WHAT YOU NEED TO DO
Put every line of the material below into a numbered list, omitting blank lines.
#### SUPPLIED INFORMATION
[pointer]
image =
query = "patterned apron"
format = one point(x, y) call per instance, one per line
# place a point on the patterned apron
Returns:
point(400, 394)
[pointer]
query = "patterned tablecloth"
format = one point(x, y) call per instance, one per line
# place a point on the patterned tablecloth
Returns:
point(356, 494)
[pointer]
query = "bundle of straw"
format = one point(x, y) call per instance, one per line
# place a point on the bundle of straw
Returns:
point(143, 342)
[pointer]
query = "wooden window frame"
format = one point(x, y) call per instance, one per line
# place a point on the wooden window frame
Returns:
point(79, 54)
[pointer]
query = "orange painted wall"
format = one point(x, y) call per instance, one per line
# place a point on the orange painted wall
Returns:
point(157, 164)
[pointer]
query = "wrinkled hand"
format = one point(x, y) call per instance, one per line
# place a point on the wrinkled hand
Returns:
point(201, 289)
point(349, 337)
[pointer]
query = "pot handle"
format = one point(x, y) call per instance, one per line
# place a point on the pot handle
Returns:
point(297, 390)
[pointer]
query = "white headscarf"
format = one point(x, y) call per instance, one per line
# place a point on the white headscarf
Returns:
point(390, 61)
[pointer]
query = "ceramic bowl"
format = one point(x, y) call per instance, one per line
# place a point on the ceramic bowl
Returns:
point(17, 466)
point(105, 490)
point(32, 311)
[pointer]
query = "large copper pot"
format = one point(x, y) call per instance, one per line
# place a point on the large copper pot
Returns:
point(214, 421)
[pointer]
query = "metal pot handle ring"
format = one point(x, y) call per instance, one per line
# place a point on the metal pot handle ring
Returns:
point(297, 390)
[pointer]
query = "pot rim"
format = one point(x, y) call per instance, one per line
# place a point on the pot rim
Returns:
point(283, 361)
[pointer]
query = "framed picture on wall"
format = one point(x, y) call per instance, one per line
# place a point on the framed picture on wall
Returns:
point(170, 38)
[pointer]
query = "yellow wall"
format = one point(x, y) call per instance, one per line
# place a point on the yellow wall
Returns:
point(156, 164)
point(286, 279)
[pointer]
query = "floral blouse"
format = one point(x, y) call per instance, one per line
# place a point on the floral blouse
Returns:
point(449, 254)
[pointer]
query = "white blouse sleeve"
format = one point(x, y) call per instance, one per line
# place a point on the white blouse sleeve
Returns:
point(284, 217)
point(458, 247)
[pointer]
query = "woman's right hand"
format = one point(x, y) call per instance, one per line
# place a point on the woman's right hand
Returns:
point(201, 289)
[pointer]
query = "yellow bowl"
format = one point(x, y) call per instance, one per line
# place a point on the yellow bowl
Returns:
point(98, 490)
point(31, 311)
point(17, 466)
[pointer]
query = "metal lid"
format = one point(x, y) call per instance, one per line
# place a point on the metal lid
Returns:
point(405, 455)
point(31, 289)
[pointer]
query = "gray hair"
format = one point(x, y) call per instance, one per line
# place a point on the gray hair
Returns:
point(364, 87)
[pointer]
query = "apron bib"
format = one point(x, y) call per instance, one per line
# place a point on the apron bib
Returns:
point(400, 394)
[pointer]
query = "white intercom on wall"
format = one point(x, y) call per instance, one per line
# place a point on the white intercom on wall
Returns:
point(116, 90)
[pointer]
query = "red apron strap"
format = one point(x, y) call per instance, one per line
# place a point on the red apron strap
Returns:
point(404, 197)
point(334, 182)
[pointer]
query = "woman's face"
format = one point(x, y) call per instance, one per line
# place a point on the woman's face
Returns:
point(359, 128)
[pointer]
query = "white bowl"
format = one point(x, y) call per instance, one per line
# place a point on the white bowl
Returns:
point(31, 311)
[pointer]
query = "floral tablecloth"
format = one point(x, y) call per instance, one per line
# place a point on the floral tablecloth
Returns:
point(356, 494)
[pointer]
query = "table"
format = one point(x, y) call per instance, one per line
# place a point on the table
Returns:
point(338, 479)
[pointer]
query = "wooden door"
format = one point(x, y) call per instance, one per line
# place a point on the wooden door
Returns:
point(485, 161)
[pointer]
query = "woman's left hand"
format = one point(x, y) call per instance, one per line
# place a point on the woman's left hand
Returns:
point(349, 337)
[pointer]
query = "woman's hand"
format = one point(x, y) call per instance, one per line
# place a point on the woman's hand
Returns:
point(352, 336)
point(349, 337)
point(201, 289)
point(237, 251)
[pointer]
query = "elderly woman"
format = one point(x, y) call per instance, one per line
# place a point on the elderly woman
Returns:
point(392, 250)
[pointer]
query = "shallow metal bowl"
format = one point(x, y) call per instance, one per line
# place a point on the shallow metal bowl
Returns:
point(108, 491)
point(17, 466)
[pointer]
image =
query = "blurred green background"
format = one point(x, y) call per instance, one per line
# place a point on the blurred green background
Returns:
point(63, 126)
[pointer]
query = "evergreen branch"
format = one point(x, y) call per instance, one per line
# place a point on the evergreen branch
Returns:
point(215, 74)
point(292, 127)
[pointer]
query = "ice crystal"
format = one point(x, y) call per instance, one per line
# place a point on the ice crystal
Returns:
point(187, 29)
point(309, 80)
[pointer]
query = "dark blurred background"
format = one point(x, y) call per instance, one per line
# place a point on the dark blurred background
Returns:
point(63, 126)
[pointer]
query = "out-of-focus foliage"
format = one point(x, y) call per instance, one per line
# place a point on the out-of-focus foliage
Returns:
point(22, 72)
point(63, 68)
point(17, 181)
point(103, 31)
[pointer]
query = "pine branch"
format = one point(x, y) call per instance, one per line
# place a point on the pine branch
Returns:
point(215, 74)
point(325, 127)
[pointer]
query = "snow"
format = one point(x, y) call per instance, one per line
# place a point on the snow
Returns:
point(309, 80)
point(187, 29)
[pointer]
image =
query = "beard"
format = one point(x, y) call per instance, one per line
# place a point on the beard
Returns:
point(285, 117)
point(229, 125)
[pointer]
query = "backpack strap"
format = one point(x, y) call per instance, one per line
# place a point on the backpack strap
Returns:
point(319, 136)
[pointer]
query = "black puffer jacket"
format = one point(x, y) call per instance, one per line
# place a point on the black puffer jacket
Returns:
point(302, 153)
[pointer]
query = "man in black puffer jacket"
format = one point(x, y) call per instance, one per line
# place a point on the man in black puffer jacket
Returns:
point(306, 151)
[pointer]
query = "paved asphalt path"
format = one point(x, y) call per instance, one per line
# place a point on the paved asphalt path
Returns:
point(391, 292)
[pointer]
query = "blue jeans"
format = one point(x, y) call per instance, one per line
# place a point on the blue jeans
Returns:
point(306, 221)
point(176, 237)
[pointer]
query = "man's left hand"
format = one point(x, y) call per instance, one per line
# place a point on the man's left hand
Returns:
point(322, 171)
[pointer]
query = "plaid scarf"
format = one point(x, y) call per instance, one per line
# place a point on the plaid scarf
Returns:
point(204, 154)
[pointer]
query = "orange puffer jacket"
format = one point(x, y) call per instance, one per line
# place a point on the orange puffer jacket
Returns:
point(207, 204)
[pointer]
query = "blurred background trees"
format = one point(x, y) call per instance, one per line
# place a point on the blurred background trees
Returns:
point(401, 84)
########
OUTPUT
1. [pointer]
2. image =
3. query = "patterned apron"
4. format = one point(x, y) call per instance, one per line
5. # place a point on the patterned apron
6. Returns:
7. point(400, 394)
8. [pointer]
9. query = "patterned tablecloth"
10. format = one point(x, y) call per instance, one per line
11. # place a point on the patterned tablecloth
12. Returns:
13. point(356, 494)
14. [pointer]
15. query = "bundle of straw"
16. format = one point(x, y) call per instance, one per line
17. # place a point on the bundle of straw
18. Returns:
19. point(143, 342)
20. [pointer]
21. query = "wooden window frame"
22. format = one point(x, y) call per instance, one per line
23. # place a point on the wooden window frame
24. Returns:
25. point(79, 54)
26. [pointer]
27. query = "orange painted wall"
28. format = one point(x, y) call per instance, one per line
29. # place a point on the orange painted wall
30. Returns:
31. point(157, 164)
32. [pointer]
33. query = "wrinkled hand"
34. format = one point(x, y) call per instance, one per line
35. # place a point on the wrinkled hand
36. Returns:
37. point(201, 289)
38. point(349, 337)
39. [pointer]
40. query = "pot handle"
41. format = one point(x, y) call per instance, one per line
42. # place a point on the pot handle
43. Returns:
44. point(297, 390)
45. [pointer]
46. query = "white headscarf"
47. format = one point(x, y) call per instance, one per line
48. # place a point on the white headscarf
49. Returns:
50. point(390, 61)
51. [pointer]
52. query = "ceramic bowl"
53. format = one point(x, y) call per instance, one per line
54. # place a point on the ceramic bowl
55. Returns:
56. point(17, 466)
57. point(105, 490)
58. point(32, 311)
59. [pointer]
60. query = "large copper pot"
61. format = one point(x, y) call per instance, one per line
62. # place a point on the large copper pot
63. Returns:
64. point(214, 421)
65. [pointer]
66. query = "metal pot handle ring"
67. format = one point(x, y) call per instance, one per line
68. # place a point on the metal pot handle ring
69. Returns:
70. point(297, 390)
71. [pointer]
72. query = "pot rim"
73. format = one point(x, y) call per instance, one per line
74. # place a point on the pot rim
75. Returns:
76. point(283, 361)
77. [pointer]
78. query = "framed picture on wall"
79. format = one point(x, y) call per instance, one per line
80. # place a point on the framed picture on wall
81. Returns:
82. point(170, 38)
83. [pointer]
84. query = "yellow wall"
85. format = one point(x, y) call per instance, one per line
86. # place a point on the yellow wall
87. Returns:
88. point(156, 164)
89. point(286, 279)
90. [pointer]
91. query = "floral blouse"
92. format = one point(x, y) call per instance, one per line
93. # place a point on the floral blouse
94. Returns:
95. point(449, 254)
96. [pointer]
97. query = "white blouse sleeve"
98. format = one point(x, y) call per instance, one per line
99. # place a point on the white blouse sleeve
100. Returns:
101. point(284, 217)
102. point(458, 247)
103. [pointer]
104. query = "woman's right hand"
105. format = one point(x, y) call per instance, one per line
106. # place a point on the woman's right hand
107. Returns:
108. point(201, 289)
109. [pointer]
110. query = "yellow bowl"
111. format = one point(x, y) call per instance, one per line
112. # place a point on the yellow bowl
113. Returns:
114. point(98, 490)
115. point(31, 311)
116. point(17, 466)
117. [pointer]
118. query = "metal lid"
119. format = one point(x, y) call per instance, one per line
120. # place a point on the metal lid
121. Returns:
122. point(405, 455)
123. point(31, 289)
124. [pointer]
125. query = "gray hair"
126. format = one point(x, y) call per instance, one per line
127. # place a point on the gray hair
128. Returns:
129. point(364, 87)
130. [pointer]
131. query = "apron bib"
132. format = one point(x, y) call per instance, one per line
133. # place a point on the apron bib
134. Returns:
135. point(400, 394)
136. [pointer]
137. query = "white intercom on wall"
138. format = one point(x, y) call per instance, one per line
139. # place a point on the white intercom on wall
140. Returns:
141. point(116, 90)
142. [pointer]
143. query = "red apron strap"
144. format = one point(x, y) call per instance, one per line
145. # place a point on the red apron strap
146. Returns:
147. point(404, 197)
148. point(334, 182)
149. [pointer]
150. query = "woman's face"
151. format = one point(x, y) call per instance, one per line
152. # place a point on the woman's face
153. Returns:
154. point(359, 128)
155. [pointer]
156. query = "white bowl"
157. format = one point(x, y) call per instance, one per line
158. # place a point on the white bowl
159. Returns:
160. point(31, 311)
161. [pointer]
162. query = "floral tablecloth"
163. format = one point(x, y) call per instance, one per line
164. # place a point on the floral tablecloth
165. Returns:
166. point(356, 494)
167. [pointer]
168. query = "table"
169. format = one point(x, y) call per instance, one per line
170. # place a point on the table
171. Returns:
172. point(338, 479)
173. [pointer]
174. query = "wooden door"
175. format = one point(x, y) call per instance, one per line
176. # place a point on the wooden door
177. Returns:
178. point(485, 161)
179. [pointer]
180. query = "woman's left hand"
181. format = one point(x, y) call per instance, one per line
182. # place a point on the woman's left hand
183. Returns:
184. point(349, 337)
185. [pointer]
186. query = "woman's hand"
187. format = one point(x, y) call per instance, one per line
188. # place a point on the woman's hand
189. Returns:
190. point(352, 336)
191. point(349, 337)
192. point(201, 289)
193. point(237, 251)
194. [pointer]
195. query = "elderly woman"
196. format = one point(x, y) call per instance, one per line
197. # place a point on the elderly woman
198. Returns:
199. point(392, 250)
200. [pointer]
201. query = "shallow metal bowl"
202. format = one point(x, y) call per instance, one per line
203. # place a point on the shallow metal bowl
204. Returns:
205. point(108, 491)
206. point(17, 466)
207. [pointer]
208. image =
209. query = "blurred green background"
210. format = one point(x, y) call per instance, one per line
211. # place a point on the blurred green background
212. Returns:
213. point(63, 126)
214. [pointer]
215. query = "evergreen branch"
216. format = one point(x, y) call per instance, one per line
217. # place a point on the evergreen branch
218. Returns:
219. point(215, 74)
220. point(292, 127)
221. [pointer]
222. query = "ice crystal"
223. format = one point(x, y) call per instance, one per line
224. # place a point on the ice crystal
225. Returns:
226. point(187, 29)
227. point(309, 80)
228. [pointer]
229. query = "dark blurred background"
230. format = one point(x, y) call per instance, one per line
231. # place a point on the dark blurred background
232. Returns:
233. point(63, 126)
234. [pointer]
235. query = "out-of-focus foliage"
236. format = one point(x, y) call per instance, one per line
237. # place a point on the out-of-focus foliage
238. Returns:
239. point(22, 72)
240. point(63, 68)
241. point(17, 181)
242. point(103, 31)
243. [pointer]
244. query = "pine branch"
245. format = one point(x, y) call per instance, one per line
246. # place a point on the pine branch
247. Returns:
248. point(215, 74)
249. point(325, 127)
250. [pointer]
251. query = "snow"
252. format = one point(x, y) call per instance, one per line
253. # place a point on the snow
254. Returns:
255. point(309, 80)
256. point(187, 29)
257. [pointer]
258. image =
259. query = "beard"
260. format = one point(x, y) call per instance, one per line
261. # place a point on the beard
262. Returns:
263. point(285, 117)
264. point(229, 125)
265. [pointer]
266. query = "backpack strap"
267. format = one point(x, y) call per instance, one per line
268. # place a point on the backpack strap
269. Returns:
270. point(319, 136)
271. [pointer]
272. query = "black puffer jacket"
273. format = one point(x, y) call per instance, one per line
274. # place a point on the black puffer jacket
275. Returns:
276. point(302, 153)
277. [pointer]
278. query = "man in black puffer jacket"
279. format = one point(x, y) call per instance, one per line
280. # place a point on the man in black puffer jacket
281. Returns:
282. point(306, 151)
283. [pointer]
284. query = "paved asphalt path"
285. format = one point(x, y) call per instance, one per line
286. # place a point on the paved asphalt path
287. Returns:
288. point(391, 292)
289. [pointer]
290. query = "blue jeans"
291. format = one point(x, y) call per instance, one per line
292. # place a point on the blue jeans
293. Returns:
294. point(306, 221)
295. point(176, 237)
296. [pointer]
297. query = "man's left hand"
298. format = one point(x, y) call per instance, one per line
299. # place a point on the man's left hand
300. Returns:
301. point(322, 171)
302. [pointer]
303. query = "plaid scarf"
304. format = one point(x, y) call per instance, one per line
305. # place a point on the plaid scarf
306. Returns:
307. point(204, 154)
308. [pointer]
309. query = "orange puffer jacket"
310. format = one point(x, y) call per instance, one per line
311. # place a point on the orange puffer jacket
312. Returns:
313. point(207, 204)
314. [pointer]
315. query = "blurred background trees"
316. format = one point(x, y) call per instance, one per line
317. # place a point on the blurred background trees
318. Returns:
319. point(401, 84)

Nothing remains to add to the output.